[[ Document passage open ]]

Diagnostic predictive models have been developed across a number of different circumstances in recent years, particularly in research as a method to improve outcome ascertainment, and the use of these models has increased in recent years [5, 6]. Demirer et al. developed a model for tuberculous pleural effusions as a method to reduce the reliance on a diagnostic test (directly sampling plural fluid and testing for Mycobacterium tuberculosis) that is invasive and often unavailable in developing countries [7]. Predictive modeling was used to improve differential diagnosis of vascular parkinsonism versus Parkinson’s disease as symptoms often overlap between the two, presenting a clinical challenge [8]. Williams and colleagues used a predictive model to improve the pretest probability of the presence of occlusive coronary artery disease in order to select appropriate individuals for undergoing cardiac imaging [9].

The objective of this study was to develop a diagnostic predictive model to determine patients in end-of-life care at the time of their last prescription for a new medication in administrative databases.

2 Methods

2.1 Databases

Data for this study were from data collected between 1 January 2000 and 31 January 2017 from four data sets: IBM® MarketScan® Medicare Supplemental Beneficiaries (MDCR; data from 1 January 2000 to 31 January 2017); IBM® MarketScan® Multi-State Medicaid (MDCD; data from 1 January 2006 to 30 June 2016); IBM® MarketScan® Commercial Claims and Encounters (CCAE; data from 1 January 2000 to 31 January 2017); and Optum© De-Identified Clinformatics® Data Mart Database (Optum; data from 1 May 2000 to 30 September 2016). These datasets provided a broad range of subjects for the study, including those under age 65 years (CCAE and Optum), those over age 65 years (Optum and MDCR), and individuals of lower socioeconomic status (MDCD). The study dates were chosen based on the full set of data available for purchase from the data vendors at the time of analysis. Each dataset was converted to the Common Data Model (CDM), version 5.01, developed by the Observational Health Data Sciences and Informatics (OHDSI) interdisciplinary collaborative [10]. The Optum and IBM MarketScan databases used in this study were reviewed by the New England Institutional Review Board (IRB) and were determined to be exempt from broad IRB approval as this research project did not involve human subject research.

[[ Document passage closed ]]
[[ Stored data open ]]

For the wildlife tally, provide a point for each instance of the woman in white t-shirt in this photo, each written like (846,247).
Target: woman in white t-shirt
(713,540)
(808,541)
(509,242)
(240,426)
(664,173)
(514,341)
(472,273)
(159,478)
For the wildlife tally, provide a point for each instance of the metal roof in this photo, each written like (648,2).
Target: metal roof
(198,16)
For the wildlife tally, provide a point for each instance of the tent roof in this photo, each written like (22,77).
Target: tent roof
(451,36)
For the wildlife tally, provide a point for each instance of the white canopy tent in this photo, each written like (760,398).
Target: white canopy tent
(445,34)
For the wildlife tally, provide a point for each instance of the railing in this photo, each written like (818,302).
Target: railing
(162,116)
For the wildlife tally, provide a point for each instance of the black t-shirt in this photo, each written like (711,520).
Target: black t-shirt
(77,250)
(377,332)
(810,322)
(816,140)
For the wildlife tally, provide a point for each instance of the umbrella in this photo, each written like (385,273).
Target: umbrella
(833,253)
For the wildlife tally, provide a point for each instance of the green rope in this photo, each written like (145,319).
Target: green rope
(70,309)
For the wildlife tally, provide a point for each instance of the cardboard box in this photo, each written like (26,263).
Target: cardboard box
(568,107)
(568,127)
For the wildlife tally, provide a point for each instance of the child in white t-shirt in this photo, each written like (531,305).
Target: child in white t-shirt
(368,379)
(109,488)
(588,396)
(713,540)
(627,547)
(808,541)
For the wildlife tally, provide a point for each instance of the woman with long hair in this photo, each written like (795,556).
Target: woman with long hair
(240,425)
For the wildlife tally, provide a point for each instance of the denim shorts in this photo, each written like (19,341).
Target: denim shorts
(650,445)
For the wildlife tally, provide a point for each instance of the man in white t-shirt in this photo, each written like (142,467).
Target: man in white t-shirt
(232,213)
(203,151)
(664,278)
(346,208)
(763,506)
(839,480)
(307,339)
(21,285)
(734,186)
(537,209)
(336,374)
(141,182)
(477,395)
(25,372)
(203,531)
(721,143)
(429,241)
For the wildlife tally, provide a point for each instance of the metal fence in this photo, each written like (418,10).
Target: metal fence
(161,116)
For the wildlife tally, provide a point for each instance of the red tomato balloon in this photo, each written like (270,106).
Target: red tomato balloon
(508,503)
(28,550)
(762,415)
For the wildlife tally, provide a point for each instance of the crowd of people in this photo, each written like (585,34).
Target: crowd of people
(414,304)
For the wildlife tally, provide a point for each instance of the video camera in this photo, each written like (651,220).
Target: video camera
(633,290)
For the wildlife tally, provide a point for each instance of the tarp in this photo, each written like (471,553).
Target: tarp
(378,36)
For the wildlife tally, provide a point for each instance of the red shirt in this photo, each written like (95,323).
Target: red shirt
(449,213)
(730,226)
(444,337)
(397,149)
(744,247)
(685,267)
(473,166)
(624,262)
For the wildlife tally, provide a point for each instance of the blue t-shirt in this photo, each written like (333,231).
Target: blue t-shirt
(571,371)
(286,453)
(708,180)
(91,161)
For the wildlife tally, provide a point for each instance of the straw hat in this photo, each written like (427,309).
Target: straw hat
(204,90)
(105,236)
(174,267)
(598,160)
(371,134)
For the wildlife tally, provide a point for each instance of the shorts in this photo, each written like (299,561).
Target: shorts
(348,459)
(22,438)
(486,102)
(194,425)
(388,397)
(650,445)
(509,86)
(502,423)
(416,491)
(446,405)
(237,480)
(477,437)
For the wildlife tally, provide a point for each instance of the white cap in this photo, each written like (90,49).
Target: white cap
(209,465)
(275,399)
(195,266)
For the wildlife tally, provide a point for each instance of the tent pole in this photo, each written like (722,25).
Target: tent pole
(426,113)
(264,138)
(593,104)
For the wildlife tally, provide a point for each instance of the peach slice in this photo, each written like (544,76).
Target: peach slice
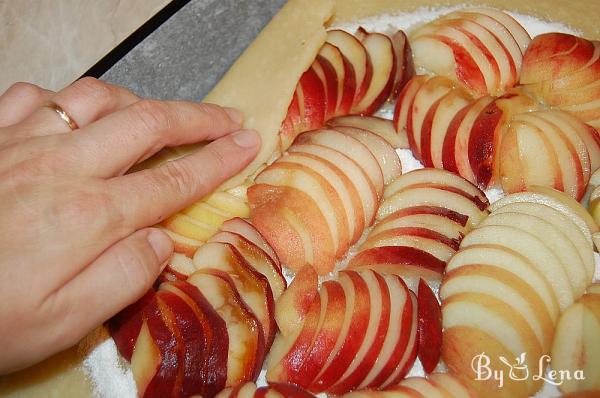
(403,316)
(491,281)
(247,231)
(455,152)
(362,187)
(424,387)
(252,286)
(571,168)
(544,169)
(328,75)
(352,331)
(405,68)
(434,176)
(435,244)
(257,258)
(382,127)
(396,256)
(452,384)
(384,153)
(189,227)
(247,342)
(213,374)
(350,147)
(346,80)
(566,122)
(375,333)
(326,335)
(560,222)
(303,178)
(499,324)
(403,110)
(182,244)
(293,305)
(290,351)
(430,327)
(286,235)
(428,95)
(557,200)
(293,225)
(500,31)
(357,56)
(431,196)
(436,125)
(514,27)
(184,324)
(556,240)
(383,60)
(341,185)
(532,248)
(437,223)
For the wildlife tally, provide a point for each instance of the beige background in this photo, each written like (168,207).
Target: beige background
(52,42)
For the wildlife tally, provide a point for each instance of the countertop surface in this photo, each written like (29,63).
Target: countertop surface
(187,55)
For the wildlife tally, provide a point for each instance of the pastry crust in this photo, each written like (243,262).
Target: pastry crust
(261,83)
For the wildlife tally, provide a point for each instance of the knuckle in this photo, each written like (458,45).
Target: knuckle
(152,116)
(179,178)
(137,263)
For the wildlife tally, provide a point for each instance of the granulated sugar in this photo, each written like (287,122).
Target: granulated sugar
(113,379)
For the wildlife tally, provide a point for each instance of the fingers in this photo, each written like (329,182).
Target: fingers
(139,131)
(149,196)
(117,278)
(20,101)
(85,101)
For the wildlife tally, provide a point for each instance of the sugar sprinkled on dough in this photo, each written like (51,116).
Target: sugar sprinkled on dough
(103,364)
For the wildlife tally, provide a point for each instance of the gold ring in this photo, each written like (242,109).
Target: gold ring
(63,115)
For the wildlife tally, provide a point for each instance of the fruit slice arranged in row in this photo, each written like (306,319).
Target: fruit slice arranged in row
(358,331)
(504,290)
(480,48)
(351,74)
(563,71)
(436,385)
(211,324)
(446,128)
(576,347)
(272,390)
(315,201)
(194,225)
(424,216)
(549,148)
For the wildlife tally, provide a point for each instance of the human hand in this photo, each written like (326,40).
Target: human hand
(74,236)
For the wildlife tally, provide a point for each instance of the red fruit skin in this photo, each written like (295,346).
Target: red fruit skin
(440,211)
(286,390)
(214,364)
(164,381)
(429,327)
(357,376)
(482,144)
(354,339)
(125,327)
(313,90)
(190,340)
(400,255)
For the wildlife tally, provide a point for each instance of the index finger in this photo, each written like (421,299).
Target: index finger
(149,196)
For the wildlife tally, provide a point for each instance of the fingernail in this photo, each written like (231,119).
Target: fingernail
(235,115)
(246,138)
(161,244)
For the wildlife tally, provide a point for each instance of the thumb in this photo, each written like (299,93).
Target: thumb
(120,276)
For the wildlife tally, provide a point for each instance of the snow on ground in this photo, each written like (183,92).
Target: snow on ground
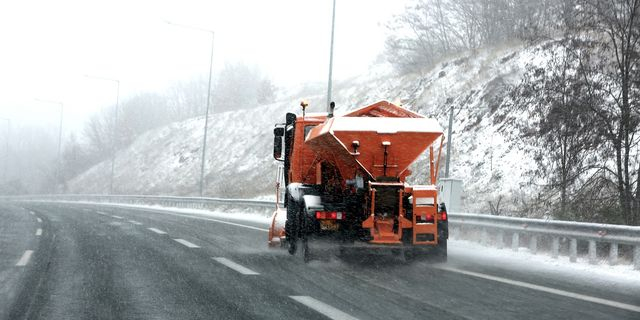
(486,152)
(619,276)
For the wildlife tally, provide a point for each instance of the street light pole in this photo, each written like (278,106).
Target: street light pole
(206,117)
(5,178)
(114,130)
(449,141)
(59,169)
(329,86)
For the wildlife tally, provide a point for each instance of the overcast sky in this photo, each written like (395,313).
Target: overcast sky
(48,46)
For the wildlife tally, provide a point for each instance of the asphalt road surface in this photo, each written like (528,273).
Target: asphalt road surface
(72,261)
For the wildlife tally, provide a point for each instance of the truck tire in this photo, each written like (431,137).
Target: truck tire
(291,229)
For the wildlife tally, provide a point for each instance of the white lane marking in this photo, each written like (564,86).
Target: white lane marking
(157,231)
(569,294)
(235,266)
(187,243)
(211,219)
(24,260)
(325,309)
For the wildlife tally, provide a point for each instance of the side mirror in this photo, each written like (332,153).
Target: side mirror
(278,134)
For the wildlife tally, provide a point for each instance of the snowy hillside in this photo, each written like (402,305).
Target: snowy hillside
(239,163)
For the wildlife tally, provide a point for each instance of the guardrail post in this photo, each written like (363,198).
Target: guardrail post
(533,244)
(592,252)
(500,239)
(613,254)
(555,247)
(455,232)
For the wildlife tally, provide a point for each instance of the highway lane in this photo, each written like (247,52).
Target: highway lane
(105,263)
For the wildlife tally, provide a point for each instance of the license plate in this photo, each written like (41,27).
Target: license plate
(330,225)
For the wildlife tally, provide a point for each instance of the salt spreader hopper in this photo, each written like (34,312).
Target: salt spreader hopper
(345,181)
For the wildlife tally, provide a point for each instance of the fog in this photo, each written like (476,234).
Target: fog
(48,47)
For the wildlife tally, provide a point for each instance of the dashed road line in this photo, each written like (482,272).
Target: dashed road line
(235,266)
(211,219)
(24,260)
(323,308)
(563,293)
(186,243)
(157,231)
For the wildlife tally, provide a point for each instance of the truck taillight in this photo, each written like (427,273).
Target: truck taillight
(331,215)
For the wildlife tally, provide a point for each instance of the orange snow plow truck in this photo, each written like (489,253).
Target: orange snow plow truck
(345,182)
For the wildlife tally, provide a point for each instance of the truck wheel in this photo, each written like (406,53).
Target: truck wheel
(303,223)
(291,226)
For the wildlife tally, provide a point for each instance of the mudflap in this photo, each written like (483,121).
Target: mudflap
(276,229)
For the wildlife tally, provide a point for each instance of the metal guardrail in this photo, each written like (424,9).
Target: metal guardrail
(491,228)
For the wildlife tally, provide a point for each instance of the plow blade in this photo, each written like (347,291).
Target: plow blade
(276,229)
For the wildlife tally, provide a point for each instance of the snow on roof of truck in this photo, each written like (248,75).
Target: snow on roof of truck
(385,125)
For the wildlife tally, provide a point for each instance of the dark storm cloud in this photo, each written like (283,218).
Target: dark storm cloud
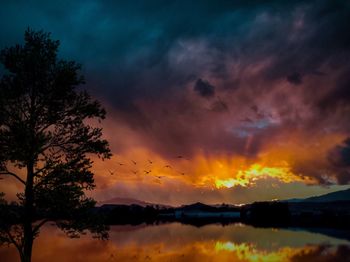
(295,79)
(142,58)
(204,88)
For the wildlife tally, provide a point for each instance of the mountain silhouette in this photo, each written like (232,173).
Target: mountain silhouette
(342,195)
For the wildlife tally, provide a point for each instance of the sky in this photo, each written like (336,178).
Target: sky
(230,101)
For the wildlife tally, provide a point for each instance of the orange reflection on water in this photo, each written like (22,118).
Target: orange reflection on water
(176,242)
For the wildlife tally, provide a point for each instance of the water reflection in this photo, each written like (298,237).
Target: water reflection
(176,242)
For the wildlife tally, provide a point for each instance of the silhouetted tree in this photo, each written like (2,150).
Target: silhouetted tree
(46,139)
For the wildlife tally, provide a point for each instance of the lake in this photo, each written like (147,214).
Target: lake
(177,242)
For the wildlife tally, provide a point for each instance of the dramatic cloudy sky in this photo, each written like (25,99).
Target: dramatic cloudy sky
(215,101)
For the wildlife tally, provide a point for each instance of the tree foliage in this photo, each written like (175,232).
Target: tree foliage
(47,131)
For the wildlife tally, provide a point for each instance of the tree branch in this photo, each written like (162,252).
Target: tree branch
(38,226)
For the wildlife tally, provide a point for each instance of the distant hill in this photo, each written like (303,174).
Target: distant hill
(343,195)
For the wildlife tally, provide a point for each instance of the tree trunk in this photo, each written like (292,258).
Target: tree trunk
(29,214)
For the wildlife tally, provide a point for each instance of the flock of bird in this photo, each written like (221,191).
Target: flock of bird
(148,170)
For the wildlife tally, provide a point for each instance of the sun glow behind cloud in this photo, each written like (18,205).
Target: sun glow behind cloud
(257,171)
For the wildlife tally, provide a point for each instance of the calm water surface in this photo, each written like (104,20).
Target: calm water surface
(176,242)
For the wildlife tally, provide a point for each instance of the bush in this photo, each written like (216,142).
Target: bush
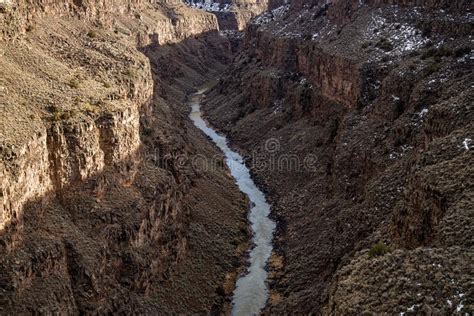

[[ Stored data closed ]]

▶ _Parts of the exercise_:
1 – Reproduce, word for word, everything in the study excerpt from "The objective of" down to "in administrative databases.".
2 – In the study excerpt, which data set provided individuals of lower socioeconomic status?

▶ _Answers below_:
1 –
The objective of this study was to develop a diagnostic predictive model to determine patients in end-of-life care at the time of their last prescription for a new medication in administrative databases.

2 – IBM® MarketScan® Multi-State Medicaid (MDCD).